-- AVAILABLE RECORDS follows --
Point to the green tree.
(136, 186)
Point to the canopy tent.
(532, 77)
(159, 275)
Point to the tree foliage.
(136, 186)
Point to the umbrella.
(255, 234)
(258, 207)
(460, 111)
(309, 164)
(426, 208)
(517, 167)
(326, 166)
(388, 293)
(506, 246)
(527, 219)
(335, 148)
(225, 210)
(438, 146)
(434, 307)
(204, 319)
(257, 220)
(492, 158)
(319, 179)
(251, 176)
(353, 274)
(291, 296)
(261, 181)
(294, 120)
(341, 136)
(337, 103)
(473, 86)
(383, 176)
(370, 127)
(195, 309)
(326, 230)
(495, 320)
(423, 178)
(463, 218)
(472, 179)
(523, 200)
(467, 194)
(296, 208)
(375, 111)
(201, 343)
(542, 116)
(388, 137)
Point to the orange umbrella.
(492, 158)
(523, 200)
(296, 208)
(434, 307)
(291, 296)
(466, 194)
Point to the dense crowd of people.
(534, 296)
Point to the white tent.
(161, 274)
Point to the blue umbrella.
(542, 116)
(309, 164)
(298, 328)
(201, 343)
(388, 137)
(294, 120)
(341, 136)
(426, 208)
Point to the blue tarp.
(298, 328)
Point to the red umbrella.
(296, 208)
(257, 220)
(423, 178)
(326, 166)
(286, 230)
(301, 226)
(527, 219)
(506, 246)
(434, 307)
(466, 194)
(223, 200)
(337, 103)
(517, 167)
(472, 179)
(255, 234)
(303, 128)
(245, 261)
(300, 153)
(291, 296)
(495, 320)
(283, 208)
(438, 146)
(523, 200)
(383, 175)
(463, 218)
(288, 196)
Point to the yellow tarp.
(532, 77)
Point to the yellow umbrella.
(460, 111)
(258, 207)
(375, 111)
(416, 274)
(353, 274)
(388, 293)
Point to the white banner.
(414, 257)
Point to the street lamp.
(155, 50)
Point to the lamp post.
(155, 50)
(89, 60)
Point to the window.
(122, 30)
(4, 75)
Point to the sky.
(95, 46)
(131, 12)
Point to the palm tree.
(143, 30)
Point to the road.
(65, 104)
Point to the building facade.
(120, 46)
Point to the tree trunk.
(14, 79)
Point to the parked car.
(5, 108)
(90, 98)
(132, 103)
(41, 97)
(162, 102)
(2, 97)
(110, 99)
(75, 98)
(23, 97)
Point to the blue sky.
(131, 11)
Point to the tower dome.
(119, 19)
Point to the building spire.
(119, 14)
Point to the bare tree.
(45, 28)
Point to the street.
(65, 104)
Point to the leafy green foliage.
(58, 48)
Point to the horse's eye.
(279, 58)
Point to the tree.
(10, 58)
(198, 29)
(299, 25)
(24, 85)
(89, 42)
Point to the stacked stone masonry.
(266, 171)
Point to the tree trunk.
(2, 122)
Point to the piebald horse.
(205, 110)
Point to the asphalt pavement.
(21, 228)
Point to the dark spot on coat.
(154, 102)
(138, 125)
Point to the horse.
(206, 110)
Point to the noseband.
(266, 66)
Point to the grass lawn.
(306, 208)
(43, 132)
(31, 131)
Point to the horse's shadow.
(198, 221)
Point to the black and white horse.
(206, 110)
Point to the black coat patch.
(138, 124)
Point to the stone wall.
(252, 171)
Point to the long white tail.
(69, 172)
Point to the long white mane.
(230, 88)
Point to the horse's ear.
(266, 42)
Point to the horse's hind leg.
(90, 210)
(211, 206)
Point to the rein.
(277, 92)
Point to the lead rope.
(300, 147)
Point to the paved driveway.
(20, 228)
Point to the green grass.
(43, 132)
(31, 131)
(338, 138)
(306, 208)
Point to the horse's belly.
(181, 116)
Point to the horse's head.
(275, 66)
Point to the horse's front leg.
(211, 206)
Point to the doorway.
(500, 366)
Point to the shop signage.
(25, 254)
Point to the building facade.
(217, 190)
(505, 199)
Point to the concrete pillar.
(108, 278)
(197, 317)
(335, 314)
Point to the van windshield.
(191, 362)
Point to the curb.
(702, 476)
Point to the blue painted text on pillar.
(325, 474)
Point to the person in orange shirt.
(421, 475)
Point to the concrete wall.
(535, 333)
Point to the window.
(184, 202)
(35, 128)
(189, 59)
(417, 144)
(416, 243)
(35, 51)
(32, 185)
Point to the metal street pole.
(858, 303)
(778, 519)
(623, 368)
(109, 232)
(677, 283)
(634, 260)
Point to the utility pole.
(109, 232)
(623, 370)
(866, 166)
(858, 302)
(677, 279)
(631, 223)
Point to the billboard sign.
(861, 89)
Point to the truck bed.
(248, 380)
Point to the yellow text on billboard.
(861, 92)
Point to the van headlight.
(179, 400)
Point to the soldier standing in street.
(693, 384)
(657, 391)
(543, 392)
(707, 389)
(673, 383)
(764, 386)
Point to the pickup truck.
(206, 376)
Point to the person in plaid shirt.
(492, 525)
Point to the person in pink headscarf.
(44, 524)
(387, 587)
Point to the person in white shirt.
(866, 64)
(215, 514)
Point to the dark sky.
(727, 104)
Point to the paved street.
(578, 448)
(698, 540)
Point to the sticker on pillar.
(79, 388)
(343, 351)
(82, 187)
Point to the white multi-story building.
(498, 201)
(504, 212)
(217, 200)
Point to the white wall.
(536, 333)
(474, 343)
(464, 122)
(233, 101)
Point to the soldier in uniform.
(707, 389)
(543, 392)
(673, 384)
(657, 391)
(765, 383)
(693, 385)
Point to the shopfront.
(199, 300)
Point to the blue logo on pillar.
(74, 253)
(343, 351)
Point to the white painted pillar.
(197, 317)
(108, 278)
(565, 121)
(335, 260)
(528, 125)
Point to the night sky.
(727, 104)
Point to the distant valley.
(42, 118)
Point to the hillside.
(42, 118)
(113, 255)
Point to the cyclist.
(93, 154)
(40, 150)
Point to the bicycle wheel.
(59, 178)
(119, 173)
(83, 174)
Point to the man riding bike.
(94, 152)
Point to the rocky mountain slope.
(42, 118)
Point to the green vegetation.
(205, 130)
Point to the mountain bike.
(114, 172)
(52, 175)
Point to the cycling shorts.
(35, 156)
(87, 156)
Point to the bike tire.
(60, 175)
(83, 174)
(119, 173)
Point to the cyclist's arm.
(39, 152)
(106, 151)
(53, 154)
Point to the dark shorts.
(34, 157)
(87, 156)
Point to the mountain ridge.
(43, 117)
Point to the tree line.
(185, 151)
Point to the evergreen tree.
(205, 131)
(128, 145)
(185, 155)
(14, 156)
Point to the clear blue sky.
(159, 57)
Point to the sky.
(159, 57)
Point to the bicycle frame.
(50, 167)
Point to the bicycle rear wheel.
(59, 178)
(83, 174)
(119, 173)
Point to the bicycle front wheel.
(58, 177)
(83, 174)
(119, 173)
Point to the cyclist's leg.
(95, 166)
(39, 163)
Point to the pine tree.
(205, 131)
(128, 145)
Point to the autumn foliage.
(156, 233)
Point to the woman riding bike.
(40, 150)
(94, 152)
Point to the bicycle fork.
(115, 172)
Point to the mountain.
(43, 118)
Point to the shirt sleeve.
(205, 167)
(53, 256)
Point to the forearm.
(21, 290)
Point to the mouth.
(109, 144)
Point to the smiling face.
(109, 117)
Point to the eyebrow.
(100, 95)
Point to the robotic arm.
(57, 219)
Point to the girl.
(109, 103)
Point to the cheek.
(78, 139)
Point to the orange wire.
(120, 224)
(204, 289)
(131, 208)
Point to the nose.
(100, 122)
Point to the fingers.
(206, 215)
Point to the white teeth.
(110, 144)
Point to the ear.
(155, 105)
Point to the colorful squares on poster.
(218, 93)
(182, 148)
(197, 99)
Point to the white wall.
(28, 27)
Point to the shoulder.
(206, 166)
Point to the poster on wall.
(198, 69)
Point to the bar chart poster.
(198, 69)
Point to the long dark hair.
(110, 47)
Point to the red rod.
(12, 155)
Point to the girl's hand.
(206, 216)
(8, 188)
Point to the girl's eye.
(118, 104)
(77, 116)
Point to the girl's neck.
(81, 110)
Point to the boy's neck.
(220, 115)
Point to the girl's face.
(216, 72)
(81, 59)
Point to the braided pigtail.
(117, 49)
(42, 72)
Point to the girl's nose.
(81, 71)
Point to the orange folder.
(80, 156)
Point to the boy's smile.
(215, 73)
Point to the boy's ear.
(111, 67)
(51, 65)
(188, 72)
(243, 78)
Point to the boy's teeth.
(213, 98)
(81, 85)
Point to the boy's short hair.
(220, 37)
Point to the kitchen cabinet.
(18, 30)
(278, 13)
-- AVAILABLE RECORDS concluded --
WHAT THIS TASK INVOLVES: Take the line holding "Point to the mountain." and all lines after it through the end of the data, and set them down exactly.

SOLUTION FOR THIS EXERCISE:
Point to the mountain.
(43, 118)
Point to the shirt sleeve.
(205, 167)
(53, 256)
Point to the forearm.
(21, 290)
Point to the mouth.
(109, 144)
Point to the smiling face.
(109, 117)
Point to the eyebrow.
(100, 95)
Point to the robotic arm.
(57, 219)
Point to the girl.
(109, 103)
Point to the cheek.
(78, 139)
Point to the orange wire.
(120, 224)
(204, 289)
(131, 208)
Point to the nose.
(100, 122)
Point to the fingers.
(206, 215)
Point to the white teeth.
(110, 144)
Point to the ear.
(155, 105)
Point to the colorful squares on poster.
(218, 93)
(182, 148)
(197, 99)
Point to the white wall.
(28, 27)
Point to the shoulder.
(206, 166)
Point to the poster on wall.
(198, 69)
Point to the bar chart poster.
(198, 69)
Point to the long dark hair.
(110, 47)
Point to the red rod.
(12, 155)
Point to the girl's hand.
(206, 216)
(8, 188)
Point to the girl's eye.
(118, 104)
(77, 116)
Point to the girl's neck.
(81, 110)
Point to the boy's neck.
(220, 115)
Point to the girl's face.
(216, 72)
(81, 59)
Point to the braided pigtail.
(117, 49)
(42, 72)
Point to the girl's nose.
(81, 71)
Point to the orange folder.
(80, 156)
Point to the boy's smile.
(215, 73)
Point to the boy's ear.
(111, 67)
(51, 65)
(188, 72)
(243, 78)
Point to the boy's teeth.
(213, 98)
(81, 85)
Point to the boy's short hair.
(220, 37)
Point to the kitchen cabinet.
(18, 30)
(278, 13)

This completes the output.